• [Prompt] The records underneath are to be repeated exactly, with the pictures left out.
┌─ Extracted records
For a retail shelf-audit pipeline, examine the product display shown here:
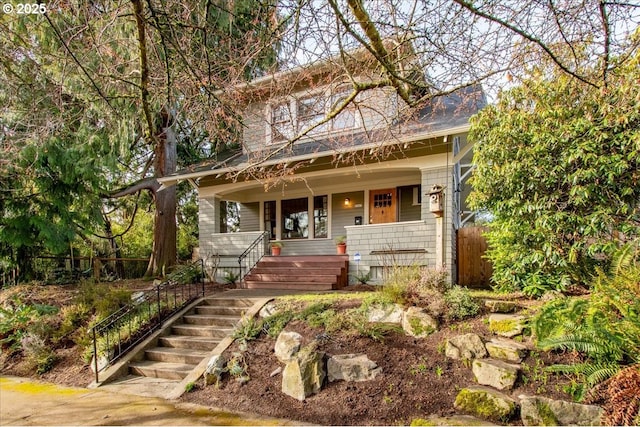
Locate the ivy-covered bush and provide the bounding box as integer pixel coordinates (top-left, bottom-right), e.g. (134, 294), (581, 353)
(469, 51), (640, 296)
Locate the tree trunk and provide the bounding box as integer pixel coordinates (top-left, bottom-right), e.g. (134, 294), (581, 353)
(145, 117), (177, 276)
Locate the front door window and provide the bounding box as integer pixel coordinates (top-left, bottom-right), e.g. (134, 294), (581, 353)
(369, 188), (397, 224)
(282, 197), (309, 239)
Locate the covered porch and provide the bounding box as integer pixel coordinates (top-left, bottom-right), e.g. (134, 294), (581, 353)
(199, 152), (454, 283)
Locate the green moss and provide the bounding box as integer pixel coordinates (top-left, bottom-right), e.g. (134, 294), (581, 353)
(536, 400), (560, 426)
(409, 418), (437, 426)
(409, 317), (434, 336)
(455, 389), (515, 421)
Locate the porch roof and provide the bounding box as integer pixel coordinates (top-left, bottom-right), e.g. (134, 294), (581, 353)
(158, 86), (486, 189)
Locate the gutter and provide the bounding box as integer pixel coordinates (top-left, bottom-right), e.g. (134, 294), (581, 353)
(157, 123), (471, 191)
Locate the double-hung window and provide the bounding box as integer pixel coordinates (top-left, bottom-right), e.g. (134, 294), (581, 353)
(271, 102), (295, 143)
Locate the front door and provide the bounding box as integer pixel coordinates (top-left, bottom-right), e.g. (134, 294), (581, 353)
(369, 188), (397, 224)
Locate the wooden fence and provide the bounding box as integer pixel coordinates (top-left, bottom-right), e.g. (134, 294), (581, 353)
(456, 227), (493, 288)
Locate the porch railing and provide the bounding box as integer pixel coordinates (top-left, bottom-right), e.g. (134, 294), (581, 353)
(238, 231), (269, 280)
(90, 259), (204, 383)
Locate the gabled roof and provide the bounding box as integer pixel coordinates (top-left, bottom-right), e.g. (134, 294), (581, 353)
(158, 86), (486, 185)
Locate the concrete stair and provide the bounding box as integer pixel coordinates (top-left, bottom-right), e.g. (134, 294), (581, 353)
(129, 298), (253, 382)
(244, 255), (349, 290)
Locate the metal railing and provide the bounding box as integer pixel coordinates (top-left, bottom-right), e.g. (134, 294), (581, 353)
(238, 231), (269, 281)
(90, 259), (205, 383)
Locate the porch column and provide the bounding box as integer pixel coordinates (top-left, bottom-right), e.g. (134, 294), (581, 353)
(420, 166), (455, 278)
(198, 195), (222, 239)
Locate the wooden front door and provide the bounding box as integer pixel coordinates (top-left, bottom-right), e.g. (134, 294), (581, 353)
(369, 188), (397, 224)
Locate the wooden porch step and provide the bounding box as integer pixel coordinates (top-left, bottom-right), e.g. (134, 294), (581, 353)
(245, 281), (336, 291)
(129, 360), (196, 380)
(260, 255), (349, 262)
(245, 270), (338, 283)
(158, 335), (222, 351)
(244, 255), (349, 290)
(144, 347), (209, 365)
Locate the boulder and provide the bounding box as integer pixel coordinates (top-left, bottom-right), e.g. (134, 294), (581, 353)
(472, 359), (520, 390)
(485, 339), (529, 363)
(274, 331), (302, 363)
(519, 395), (604, 426)
(367, 304), (404, 324)
(282, 341), (326, 401)
(204, 354), (227, 386)
(327, 354), (382, 382)
(484, 300), (518, 313)
(258, 302), (278, 319)
(402, 307), (438, 338)
(540, 290), (564, 302)
(453, 387), (517, 423)
(444, 334), (487, 360)
(489, 314), (526, 338)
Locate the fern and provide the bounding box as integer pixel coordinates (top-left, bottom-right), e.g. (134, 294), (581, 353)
(532, 244), (640, 397)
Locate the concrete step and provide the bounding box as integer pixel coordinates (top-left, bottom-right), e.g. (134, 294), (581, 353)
(171, 323), (233, 339)
(158, 335), (222, 351)
(195, 305), (249, 317)
(245, 280), (337, 291)
(129, 360), (196, 380)
(144, 347), (209, 365)
(204, 298), (255, 308)
(182, 314), (240, 328)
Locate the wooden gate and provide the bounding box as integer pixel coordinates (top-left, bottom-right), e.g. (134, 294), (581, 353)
(456, 227), (493, 288)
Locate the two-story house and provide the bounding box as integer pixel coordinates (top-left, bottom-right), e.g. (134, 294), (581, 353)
(160, 45), (485, 289)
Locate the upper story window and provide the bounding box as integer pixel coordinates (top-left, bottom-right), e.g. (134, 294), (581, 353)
(271, 102), (295, 142)
(267, 88), (357, 144)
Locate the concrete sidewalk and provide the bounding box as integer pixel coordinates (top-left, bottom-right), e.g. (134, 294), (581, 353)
(0, 376), (300, 426)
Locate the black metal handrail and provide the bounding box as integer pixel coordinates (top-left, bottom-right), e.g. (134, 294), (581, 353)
(90, 259), (205, 383)
(238, 231), (269, 281)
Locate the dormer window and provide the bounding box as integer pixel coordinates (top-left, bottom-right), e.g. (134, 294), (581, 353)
(267, 88), (357, 144)
(271, 102), (295, 143)
(298, 94), (326, 133)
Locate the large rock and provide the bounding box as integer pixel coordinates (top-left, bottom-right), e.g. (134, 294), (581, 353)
(402, 307), (438, 338)
(444, 334), (487, 360)
(472, 359), (520, 390)
(367, 304), (404, 324)
(258, 302), (279, 319)
(274, 331), (302, 363)
(453, 387), (517, 423)
(519, 395), (604, 426)
(282, 341), (326, 401)
(204, 354), (227, 386)
(489, 314), (526, 338)
(485, 339), (529, 363)
(327, 354), (382, 382)
(484, 299), (518, 313)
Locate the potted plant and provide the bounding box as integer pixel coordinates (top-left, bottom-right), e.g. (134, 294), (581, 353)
(334, 236), (347, 255)
(271, 241), (284, 256)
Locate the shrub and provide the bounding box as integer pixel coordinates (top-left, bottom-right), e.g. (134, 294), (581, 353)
(532, 244), (640, 400)
(444, 285), (480, 320)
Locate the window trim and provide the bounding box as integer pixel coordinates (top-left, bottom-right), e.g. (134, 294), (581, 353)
(265, 85), (362, 145)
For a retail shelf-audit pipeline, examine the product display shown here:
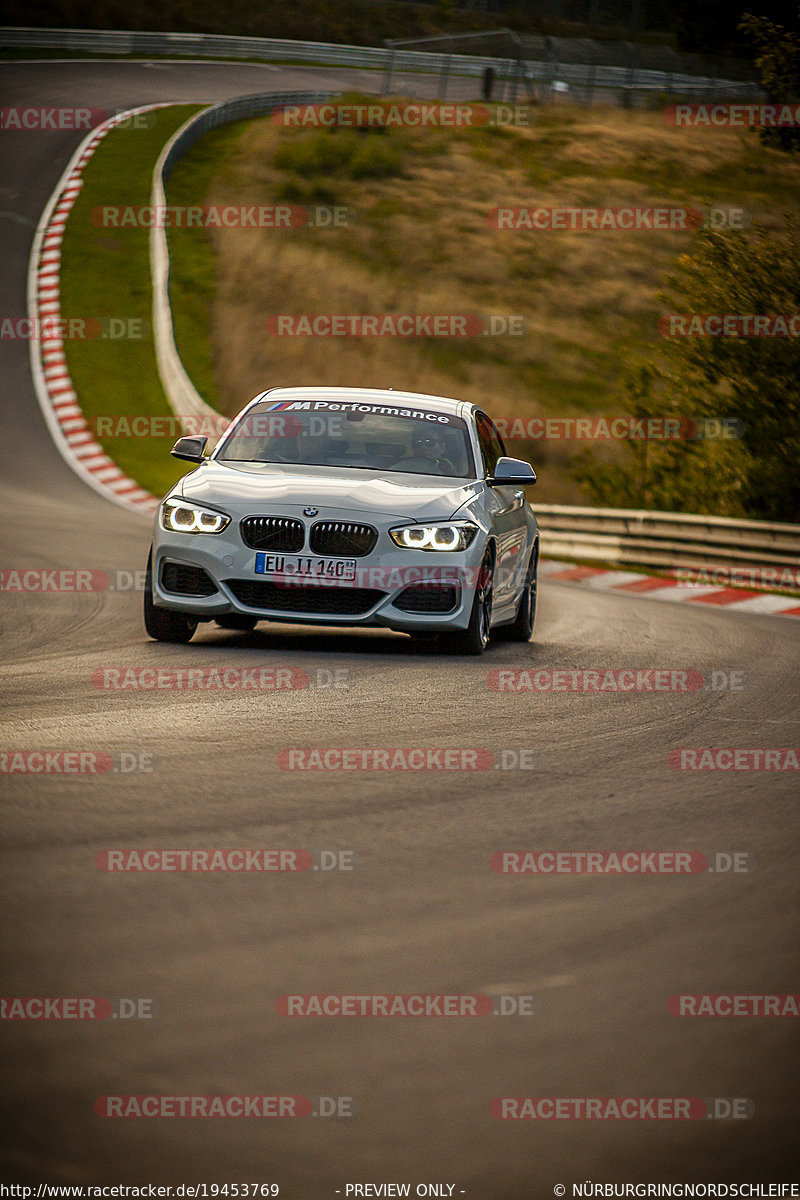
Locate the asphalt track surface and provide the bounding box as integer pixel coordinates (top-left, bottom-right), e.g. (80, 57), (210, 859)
(0, 62), (800, 1200)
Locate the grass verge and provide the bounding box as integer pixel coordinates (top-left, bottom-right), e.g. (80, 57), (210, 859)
(61, 104), (208, 496)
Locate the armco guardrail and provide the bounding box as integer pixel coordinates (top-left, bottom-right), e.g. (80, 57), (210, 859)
(0, 26), (764, 98)
(534, 504), (800, 572)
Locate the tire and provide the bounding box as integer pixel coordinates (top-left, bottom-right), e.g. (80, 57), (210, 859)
(213, 612), (258, 634)
(144, 550), (197, 646)
(443, 547), (494, 654)
(495, 544), (539, 642)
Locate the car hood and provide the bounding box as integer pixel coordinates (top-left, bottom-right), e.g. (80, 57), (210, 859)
(173, 461), (483, 521)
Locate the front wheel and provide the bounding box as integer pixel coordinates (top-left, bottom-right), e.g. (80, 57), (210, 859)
└─
• [The answer]
For a retail shelf-audit pipeline, examine the product display shown here:
Locate the ivy-covered bush and provide the bounding box as integer pixel coordinates (top-left, bottom-right), e.g. (134, 294), (581, 353)
(469, 51), (640, 296)
Locate the tree trunk and provide the bounding box as integer pixel coordinates (top-left, bottom-right), e.g. (134, 294), (581, 353)
(145, 117), (177, 276)
Locate the front door window and provide the bounding box as integer pixel coordinates (top-left, bottom-right), e.g. (134, 294), (581, 353)
(369, 188), (397, 224)
(282, 197), (309, 239)
Locate the covered porch and provide the bounding box as integer pixel coordinates (top-left, bottom-right), e.g. (134, 294), (581, 353)
(199, 152), (454, 283)
Locate the green moss and provide the bounding box as integer pixel coordinates (top-left, bottom-right), e.g. (134, 294), (581, 353)
(536, 400), (560, 426)
(409, 418), (437, 426)
(409, 317), (434, 336)
(455, 389), (515, 421)
Locate the porch roof and provide the bounding box as integer pixel coordinates (top-left, bottom-right), e.g. (134, 294), (581, 353)
(158, 86), (486, 189)
Locate the gutter and provide the bounding box as integer pixel coordinates (top-left, bottom-right), e.g. (134, 294), (581, 353)
(157, 123), (471, 191)
Locate the double-hung window and provide the bounding box as integer pixel coordinates (top-left, bottom-right), e.g. (134, 294), (581, 353)
(271, 102), (295, 143)
Locate the front door and provide the bounding box as integer pixel coordinates (top-left, bottom-right), e.g. (134, 294), (581, 353)
(369, 188), (397, 224)
Locate the wooden fence and provide the bounding box as integer pixel coordinates (top-left, bottom-right), e.g. (134, 294), (581, 353)
(456, 227), (493, 288)
Locate the porch railing and provide the bounding box as integer pixel coordinates (top-left, bottom-right), e.g. (134, 294), (581, 353)
(238, 231), (269, 280)
(90, 259), (204, 383)
Locate the gabled roof and provide the bounding box as integer pixel coordinates (top-left, bottom-right), e.g. (134, 294), (581, 353)
(158, 86), (486, 185)
Locate the concrete stair and provide the bounding box as integer pixel coordinates (top-left, bottom-right), e.g. (134, 294), (581, 353)
(129, 298), (253, 382)
(244, 255), (349, 290)
Locate the metal railing and provide the bounding box as integer pixel coordinates (top-left, bottom-right), e.g. (134, 294), (581, 353)
(238, 231), (269, 281)
(90, 259), (205, 383)
Locate the porch column and provide the bounding box as integer pixel coordinates (top-left, bottom-right), e.g. (134, 294), (581, 353)
(420, 166), (455, 278)
(198, 195), (222, 239)
Locate the wooden front door and provide the bounding box as integer pixel coordinates (top-left, bottom-right), e.g. (134, 294), (581, 353)
(369, 188), (397, 224)
Locate the wooden porch step and provide the bounding box as integer pixel coordinates (top-left, bottom-right), e.g. (134, 294), (581, 353)
(245, 281), (336, 291)
(129, 360), (196, 380)
(260, 255), (349, 262)
(245, 270), (338, 283)
(158, 335), (222, 351)
(244, 255), (349, 290)
(144, 347), (209, 365)
Locate the boulder and provide the bounding box as integer pixel coordinates (top-left, bottom-right), e.g. (134, 294), (581, 353)
(472, 359), (520, 390)
(485, 339), (529, 363)
(274, 331), (302, 363)
(519, 395), (604, 426)
(367, 304), (404, 324)
(282, 341), (326, 401)
(204, 354), (227, 386)
(327, 354), (382, 382)
(484, 300), (518, 313)
(258, 302), (278, 319)
(402, 307), (438, 338)
(540, 290), (564, 302)
(453, 387), (517, 423)
(444, 334), (487, 360)
(489, 314), (526, 338)
Locate the fern and provide the bounding box as integer pixel coordinates (top-left, bottom-right), e.g. (134, 294), (581, 353)
(532, 244), (640, 397)
Locate the concrete step and provide the bounding box as integer pixel coordinates (top-left, bottom-right), e.g. (134, 294), (581, 353)
(171, 323), (233, 339)
(158, 335), (222, 351)
(195, 305), (249, 317)
(245, 280), (337, 291)
(129, 360), (196, 380)
(144, 347), (209, 365)
(204, 298), (255, 308)
(182, 314), (240, 328)
Locate the wooden gate and provide the bounding box as integer pixel coordinates (top-left, bottom-right), e.g. (134, 294), (581, 353)
(456, 227), (493, 288)
Locate the two-story house and provide the bounding box as integer pixel coordinates (top-left, bottom-right), e.g. (134, 294), (581, 353)
(160, 45), (485, 289)
Locate the upper story window and provide the bounding box as integer pixel coordinates (top-left, bottom-right), e.g. (134, 294), (581, 353)
(271, 102), (295, 142)
(267, 88), (357, 144)
Locate the concrete sidewalk and provide the bounding box as integer pixel coordinates (top-left, bottom-right), e.g. (134, 294), (581, 353)
(0, 376), (300, 426)
Locate the black metal handrail and provide the bounding box as integer pixel coordinates (top-left, bottom-right), e.g. (134, 294), (581, 353)
(90, 259), (205, 383)
(238, 231), (269, 281)
Locate the dormer window and provide the bounding box as integer pixel coordinates (top-left, bottom-right), e.g. (134, 294), (581, 353)
(267, 88), (357, 144)
(271, 102), (295, 143)
(298, 94), (326, 133)
Locate the large rock and provide the bounding box as integer pixel coordinates (top-left, bottom-right), e.g. (134, 294), (581, 353)
(402, 307), (438, 338)
(444, 334), (487, 360)
(472, 359), (520, 390)
(367, 304), (404, 324)
(258, 302), (279, 319)
(274, 331), (302, 363)
(453, 387), (517, 423)
(519, 395), (604, 426)
(282, 341), (326, 401)
(204, 354), (227, 386)
(489, 314), (526, 338)
(485, 339), (529, 363)
(327, 354), (382, 382)
(484, 299), (518, 313)
Locate the potted plant and provide the bounding box as integer pixel coordinates (top-left, bottom-right), e.g. (134, 294), (581, 353)
(334, 236), (347, 255)
(271, 241), (284, 256)
Locate the shrub and provide the bounding box as integer pixel coordinates (top-left, bottom-right), e.g. (134, 294), (581, 353)
(532, 244), (640, 400)
(444, 285), (480, 320)
Locate the window trim and provide the bounding box as integer pixel coordinates (top-left, bottom-right), e.g. (134, 294), (581, 353)
(265, 85), (362, 145)
For a retail shelf-audit pipeline, examine the product display shown here:
Locate the asphalt track surface and provide the bounding box as integer pixel coordinates (top-left, bottom-right), e.g. (80, 57), (210, 859)
(0, 62), (800, 1200)
Locate the grass verge and provide the bounding box as integer pixel coordinates (top-left, bottom-right), e.g. (80, 57), (210, 859)
(61, 104), (208, 496)
Locate the armco guardrail and provide the bounding box as integer pixel coordinates (top-left, bottom-right), e.g. (80, 57), (210, 859)
(0, 26), (764, 98)
(534, 504), (800, 572)
Locate the tire and provide the bounding box as integer pixel coordinates (top-left, bottom-right), e.g. (80, 57), (210, 859)
(213, 612), (258, 634)
(144, 550), (197, 646)
(443, 547), (494, 654)
(495, 544), (539, 642)
Locate the car hood and provide the bounding box as integer pixel coordinates (top-left, bottom-right), e.g. (80, 57), (210, 859)
(173, 461), (483, 521)
Locate the front wheel and provide the bounding box as integer pixel coordinates (top-left, bottom-right), e.g. (80, 57), (210, 859)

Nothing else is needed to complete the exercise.